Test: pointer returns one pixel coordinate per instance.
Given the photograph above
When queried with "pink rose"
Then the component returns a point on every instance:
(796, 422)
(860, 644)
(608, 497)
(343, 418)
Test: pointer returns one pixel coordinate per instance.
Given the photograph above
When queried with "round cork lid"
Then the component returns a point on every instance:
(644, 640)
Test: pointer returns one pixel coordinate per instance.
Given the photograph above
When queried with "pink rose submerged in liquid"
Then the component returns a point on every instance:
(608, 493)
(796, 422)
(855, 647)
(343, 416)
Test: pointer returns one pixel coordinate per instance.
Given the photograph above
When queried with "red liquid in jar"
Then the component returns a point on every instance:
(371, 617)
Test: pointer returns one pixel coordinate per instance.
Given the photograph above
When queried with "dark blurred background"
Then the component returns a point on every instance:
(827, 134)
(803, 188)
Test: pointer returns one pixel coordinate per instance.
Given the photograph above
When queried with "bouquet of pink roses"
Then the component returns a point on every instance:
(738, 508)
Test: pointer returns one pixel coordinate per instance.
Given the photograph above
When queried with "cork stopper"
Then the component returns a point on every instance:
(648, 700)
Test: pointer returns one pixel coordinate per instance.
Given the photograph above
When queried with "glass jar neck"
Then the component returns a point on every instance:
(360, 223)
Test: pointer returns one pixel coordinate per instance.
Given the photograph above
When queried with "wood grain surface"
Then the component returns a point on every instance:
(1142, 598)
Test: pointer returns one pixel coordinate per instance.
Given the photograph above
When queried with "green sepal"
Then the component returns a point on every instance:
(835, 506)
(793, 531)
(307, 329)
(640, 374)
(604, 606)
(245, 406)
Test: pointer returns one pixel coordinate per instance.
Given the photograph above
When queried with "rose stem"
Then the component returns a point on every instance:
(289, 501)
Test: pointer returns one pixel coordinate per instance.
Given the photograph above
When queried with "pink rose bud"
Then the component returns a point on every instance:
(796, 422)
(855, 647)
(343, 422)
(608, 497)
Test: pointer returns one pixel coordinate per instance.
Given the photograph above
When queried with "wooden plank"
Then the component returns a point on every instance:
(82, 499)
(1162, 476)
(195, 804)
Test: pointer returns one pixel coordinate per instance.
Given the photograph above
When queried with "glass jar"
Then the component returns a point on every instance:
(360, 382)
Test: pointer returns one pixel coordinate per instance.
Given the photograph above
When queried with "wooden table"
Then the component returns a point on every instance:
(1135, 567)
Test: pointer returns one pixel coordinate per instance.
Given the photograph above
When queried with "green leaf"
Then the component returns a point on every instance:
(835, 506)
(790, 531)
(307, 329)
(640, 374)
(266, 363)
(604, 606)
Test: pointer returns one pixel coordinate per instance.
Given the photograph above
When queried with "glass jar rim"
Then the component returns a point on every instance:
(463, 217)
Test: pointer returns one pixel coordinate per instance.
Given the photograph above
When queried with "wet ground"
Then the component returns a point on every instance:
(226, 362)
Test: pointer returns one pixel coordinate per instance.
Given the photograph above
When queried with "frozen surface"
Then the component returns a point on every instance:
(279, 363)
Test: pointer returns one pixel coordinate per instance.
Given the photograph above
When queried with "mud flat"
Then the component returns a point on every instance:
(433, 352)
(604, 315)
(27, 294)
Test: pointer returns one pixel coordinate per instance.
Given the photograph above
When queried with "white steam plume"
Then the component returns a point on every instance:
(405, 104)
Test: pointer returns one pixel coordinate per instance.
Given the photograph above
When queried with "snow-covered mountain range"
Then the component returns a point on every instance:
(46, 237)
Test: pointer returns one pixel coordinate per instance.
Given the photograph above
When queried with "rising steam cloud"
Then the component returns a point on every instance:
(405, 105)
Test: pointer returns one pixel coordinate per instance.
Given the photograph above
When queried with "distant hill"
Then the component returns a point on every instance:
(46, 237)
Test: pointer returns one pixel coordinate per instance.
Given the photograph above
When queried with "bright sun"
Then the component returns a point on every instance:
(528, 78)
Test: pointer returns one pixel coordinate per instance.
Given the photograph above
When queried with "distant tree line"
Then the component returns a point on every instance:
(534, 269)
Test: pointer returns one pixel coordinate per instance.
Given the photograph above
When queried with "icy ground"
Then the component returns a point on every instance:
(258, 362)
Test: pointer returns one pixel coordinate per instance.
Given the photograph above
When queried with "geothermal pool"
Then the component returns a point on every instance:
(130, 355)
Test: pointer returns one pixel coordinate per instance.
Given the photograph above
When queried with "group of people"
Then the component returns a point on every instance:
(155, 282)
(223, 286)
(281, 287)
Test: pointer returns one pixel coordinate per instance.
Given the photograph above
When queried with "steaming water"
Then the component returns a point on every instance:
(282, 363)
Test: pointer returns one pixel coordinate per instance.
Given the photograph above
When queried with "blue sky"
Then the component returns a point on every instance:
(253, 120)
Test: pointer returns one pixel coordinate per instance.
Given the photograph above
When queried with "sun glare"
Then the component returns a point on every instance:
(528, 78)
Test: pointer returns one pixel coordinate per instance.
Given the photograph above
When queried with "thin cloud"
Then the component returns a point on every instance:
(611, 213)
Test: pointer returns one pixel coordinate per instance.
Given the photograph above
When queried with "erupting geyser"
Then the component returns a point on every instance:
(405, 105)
□ □ □ □ □ □ □
Brief> Retype every entry exactly.

Response area>
Test: pointer returns one pixel coordinate per instance.
Given the photograph above
When queried with "pink rose"
Then the component returns a point on every instance:
(796, 422)
(860, 644)
(608, 497)
(343, 418)
Test: pointer returns one pixel coordinate per instance.
Given the photograph above
When queried with "round cork lid"
Then the component returns a point on every instance:
(644, 640)
Test: pointer returns one pixel coordinate per instance.
Given the photograph above
When queried with "pink rose submerged in liquid"
Then the component returns a point on every instance:
(608, 493)
(796, 422)
(855, 647)
(343, 416)
Test: pointer returns one pixel coordinate per instance.
Given the photograph above
When queried with "red liquid in jar"
Then the component returns a point on every instance:
(371, 617)
Test: pointer returns one pixel coordinate per instance.
Given the photograph above
When queried with "dark blurred background"
Then the component returns a point on every instance:
(827, 134)
(803, 188)
Test: pointer returns one pixel coordinate per instance.
Given the photograph above
When queried with "bouquet of pink roses"
Then the component returns a point on every instance:
(738, 508)
Test: pointer returns one pixel coordinate per instance.
Given the photograph above
When queried with "cork stopper"
Then the component returns a point on every instance:
(648, 700)
Test: pointer returns one pixel coordinate per instance.
Given the photograph above
When queried with "glass jar neck"
Then the component returns a point on every instance:
(360, 223)
Test: pointer returns one pixel coordinate per instance.
Given the photograph above
When queried with "wood grain surface"
Then the component returns a point on every instance:
(1142, 598)
Test: pointer returns one pixel coordinate per instance.
Given the photograph above
When queried with "green sepal"
Then the component returns a point on every instance:
(835, 506)
(793, 531)
(307, 329)
(640, 374)
(604, 606)
(245, 406)
Test: pointer returns one pixel coordinate per instance.
Given the photograph above
When queried with "rose stem"
Then the component returns a point on every instance:
(289, 501)
Test: pointer returns one pixel coordinate per instance.
Given the photograph above
When queried with "pink rose bud"
Then the component returns a point on every instance:
(796, 422)
(855, 647)
(343, 422)
(608, 497)
Test: pointer returns one pixel coordinate per instance.
Given the photograph above
When queried with "wooden plank"
Then the component returns a point on every instance:
(82, 499)
(1162, 476)
(195, 804)
Test: pointer returns one pixel coordinate per instance.
Given the photograph above
When queried with "glass jar"
Then the component returns a point on every instance:
(360, 382)
Test: pointer returns one pixel coordinate per instance.
Given the photograph above
When queried with "wooden table"
Then the component returns a point on every instance:
(1135, 567)
Test: pointer returns one pixel coordinate per instance.
Given the photograph above
When queried with "green leaf"
Then the component returns a point on every instance:
(835, 506)
(790, 531)
(307, 329)
(640, 374)
(266, 363)
(604, 606)
Test: pointer returns one pixel coordinate per instance.
Given the photograph above
When queried with "glass jar rim"
Then the component returns a point on every instance:
(463, 217)
Test: pointer returns one pixel coordinate per instance.
Given the photograph above
When queried with "wet ground"
Then the component returns a point on every instance:
(226, 362)
Test: pointer returns one pixel coordinate per instance.
Given the photograph above
When queried with "frozen surface"
Then the component returns a point on every instance:
(279, 363)
Test: pointer returns one pixel coordinate per instance.
Given the photograph above
When queried with "mud flat"
Then the component returns a point on every instance:
(433, 352)
(604, 315)
(27, 294)
Test: pointer returns one pixel coordinate per instance.
Given the photograph above
When queried with "white steam plume"
Then the component returns a point on every instance:
(405, 104)
Test: pointer returns one pixel coordinate per instance.
Given the photograph above
When queried with "snow-covered mountain range"
Then the component returns a point on every instance:
(46, 237)
Test: pointer returns one pixel coordinate per instance.
Given the photograph above
When queried with "rising steam cloud"
Then the component returns a point on every instance:
(405, 105)
Test: pointer returns one pixel coordinate per instance.
Given the photograph above
When queried with "distant hill"
Then the component returns a point on every instance:
(46, 237)
Test: pointer returns one pixel coordinate per instance.
Given the photograph above
When queried with "bright sun"
Then the component returns a point on every instance:
(528, 78)
Test: pointer returns one pixel coordinate per instance.
Given the photograph above
When queried with "distant tree line"
Then the component returns a point on every instance:
(534, 269)
Test: pointer returns one pixel coordinate per instance.
Given the photograph above
When queried with "icy ground"
Then the component returns a point on every instance:
(258, 362)
Test: pointer returns one pixel coordinate per instance.
Given the photograph above
When queried with "geothermal pool"
Then the component returns a point on every instance:
(130, 355)
Test: pointer returns one pixel coordinate per instance.
Given the photograph above
When queried with "group of people"
Then the component returns a point on every instance:
(155, 282)
(223, 286)
(281, 287)
Test: pointer returns one pixel coordinate per instance.
Given the photograph above
When queried with "steaming water"
Then the component returns a point on every instance:
(282, 363)
Test: pointer returns one pixel coordinate per instance.
Given the photograph above
When queried with "blue sky"
Then the component returns a point on every instance:
(253, 120)
Test: pointer returns one pixel coordinate per instance.
Given the photograph above
When queried with "sun glare"
Then the component returns a point on every instance:
(528, 78)
Test: pointer returns one pixel coordinate per instance.
Given the photograph above
When queried with "thin cloud"
Then the component returns a point on every instance:
(611, 213)
Test: pointer returns one pixel coordinate per instance.
Given the photograph above
When queried with "erupting geyser"
Then the component returns a point on every instance:
(405, 105)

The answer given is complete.